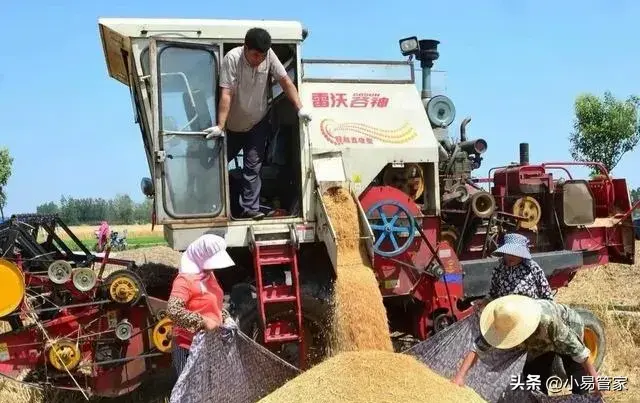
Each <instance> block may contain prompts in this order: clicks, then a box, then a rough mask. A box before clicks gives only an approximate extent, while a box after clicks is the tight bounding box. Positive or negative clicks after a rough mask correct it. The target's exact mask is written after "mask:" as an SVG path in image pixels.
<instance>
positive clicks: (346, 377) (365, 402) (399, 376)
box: [259, 351, 485, 403]
mask: <svg viewBox="0 0 640 403" xmlns="http://www.w3.org/2000/svg"><path fill="white" fill-rule="evenodd" d="M434 401H437V402H441V403H448V402H451V403H476V402H485V400H483V399H482V398H481V397H480V396H478V395H477V394H476V393H475V392H474V391H473V389H471V388H469V387H466V386H465V387H459V386H457V385H455V384H453V383H452V382H450V381H449V380H448V379H445V378H443V377H441V376H439V375H438V374H436V373H435V372H433V371H432V370H430V369H429V368H427V367H426V366H425V365H423V364H421V363H420V362H418V361H417V360H416V359H415V358H413V357H411V356H409V355H406V354H396V353H389V352H384V351H361V352H345V353H341V354H339V355H337V356H335V357H332V358H330V359H328V360H326V361H324V362H323V363H321V364H318V365H316V366H315V367H313V368H312V369H310V370H308V371H306V372H304V373H302V374H301V375H299V376H298V377H296V378H294V379H292V380H291V381H289V382H287V383H286V384H285V385H284V386H282V387H280V388H279V389H277V390H276V391H274V392H273V393H271V394H270V395H268V396H266V397H265V398H263V399H262V400H260V402H259V403H276V402H278V403H288V402H305V403H316V402H317V403H325V402H349V403H360V402H362V403H370V402H388V403H396V402H403V403H413V402H415V403H418V402H434Z"/></svg>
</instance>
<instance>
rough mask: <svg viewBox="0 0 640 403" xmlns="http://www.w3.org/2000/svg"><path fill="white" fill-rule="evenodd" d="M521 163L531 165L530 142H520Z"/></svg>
mask: <svg viewBox="0 0 640 403" xmlns="http://www.w3.org/2000/svg"><path fill="white" fill-rule="evenodd" d="M520 165H529V143H520Z"/></svg>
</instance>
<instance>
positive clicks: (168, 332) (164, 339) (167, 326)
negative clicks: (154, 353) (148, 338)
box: [151, 318, 173, 353]
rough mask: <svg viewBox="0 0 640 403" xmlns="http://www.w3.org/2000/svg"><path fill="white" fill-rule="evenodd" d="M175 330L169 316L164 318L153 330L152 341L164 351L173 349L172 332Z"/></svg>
mask: <svg viewBox="0 0 640 403" xmlns="http://www.w3.org/2000/svg"><path fill="white" fill-rule="evenodd" d="M172 331H173V322H172V321H171V319H169V318H164V319H162V320H161V321H160V322H158V323H156V325H155V326H154V327H153V331H152V332H151V342H152V343H153V345H154V346H155V348H157V349H158V351H160V352H163V353H168V352H169V351H171V345H172V343H171V334H172Z"/></svg>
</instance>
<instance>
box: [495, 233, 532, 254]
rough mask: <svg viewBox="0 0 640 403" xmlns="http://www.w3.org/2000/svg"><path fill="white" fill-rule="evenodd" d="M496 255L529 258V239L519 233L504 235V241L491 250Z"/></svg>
mask: <svg viewBox="0 0 640 403" xmlns="http://www.w3.org/2000/svg"><path fill="white" fill-rule="evenodd" d="M493 254H494V255H496V256H502V255H512V256H518V257H521V258H523V259H529V260H530V259H531V252H529V239H528V238H527V237H526V236H524V235H520V234H507V235H505V236H504V243H503V244H502V246H501V247H499V248H498V249H496V250H495V252H493Z"/></svg>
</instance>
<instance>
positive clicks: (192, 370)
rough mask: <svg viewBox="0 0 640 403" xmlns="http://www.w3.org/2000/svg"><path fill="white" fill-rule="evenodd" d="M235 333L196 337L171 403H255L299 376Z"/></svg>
mask: <svg viewBox="0 0 640 403" xmlns="http://www.w3.org/2000/svg"><path fill="white" fill-rule="evenodd" d="M234 333H235V335H232V337H229V335H228V334H225V332H224V331H221V330H217V331H213V332H200V333H198V334H196V335H195V337H194V339H193V343H192V344H191V349H190V350H189V358H188V360H187V363H186V365H185V367H184V369H183V371H182V373H181V374H180V376H179V378H178V380H177V382H176V384H175V385H174V387H173V390H172V391H171V400H170V402H171V403H205V402H207V403H218V402H219V403H253V402H256V401H258V400H260V399H261V398H262V397H264V396H266V395H268V394H269V393H271V392H273V391H274V390H276V389H277V388H279V387H280V386H282V385H283V384H284V383H286V382H287V381H288V380H290V379H292V378H294V377H296V376H297V375H298V374H299V372H300V371H299V370H298V369H297V368H296V367H294V366H292V365H290V364H288V363H287V362H285V361H284V360H282V359H281V358H280V357H278V356H276V355H275V354H273V353H271V352H270V351H268V350H267V349H265V348H264V347H262V346H261V345H259V344H257V343H256V342H254V341H253V340H252V339H250V338H249V337H248V336H246V335H245V334H244V333H242V332H240V331H236V332H234Z"/></svg>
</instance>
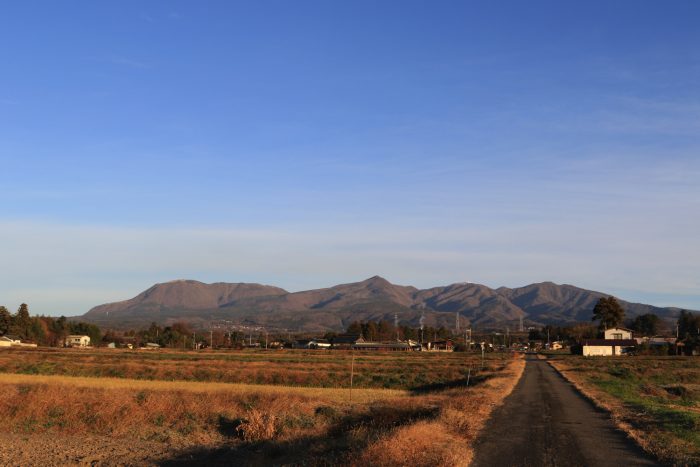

TASK GOAL:
Taking the line with "box: [151, 318, 173, 353]" as the first and the line with "positive clicks: (192, 370)" as the last, retype that stretch of the data above exactly, with no other lines.

YOUR SOLUTION:
box: [151, 318, 173, 353]
rough mask: <svg viewBox="0 0 640 403" xmlns="http://www.w3.org/2000/svg"><path fill="white" fill-rule="evenodd" d="M175 330L169 316L164 318L153 330L152 341L164 351L173 349L172 332Z"/></svg>
mask: <svg viewBox="0 0 640 403" xmlns="http://www.w3.org/2000/svg"><path fill="white" fill-rule="evenodd" d="M172 331H173V322H172V321H171V319H169V318H164V319H162V320H161V321H160V322H158V323H156V325H155V326H154V327H153V331H152V332H151V342H152V343H153V345H154V346H155V348H157V349H158V351H160V352H163V353H168V352H169V351H171V345H172V343H171V334H172Z"/></svg>
</instance>
<instance>
box: [495, 233, 532, 254]
rough mask: <svg viewBox="0 0 640 403" xmlns="http://www.w3.org/2000/svg"><path fill="white" fill-rule="evenodd" d="M496 255L529 258V239L519 233L504 235V241L491 250Z"/></svg>
mask: <svg viewBox="0 0 640 403" xmlns="http://www.w3.org/2000/svg"><path fill="white" fill-rule="evenodd" d="M493 254H494V255H496V256H502V255H512V256H518V257H521V258H523V259H529V260H530V259H531V252H529V239H528V238H527V237H526V236H524V235H520V234H507V235H505V236H504V243H503V244H502V246H501V247H499V248H498V249H496V250H495V252H493Z"/></svg>
</instance>
<instance>
positive clicks: (192, 370)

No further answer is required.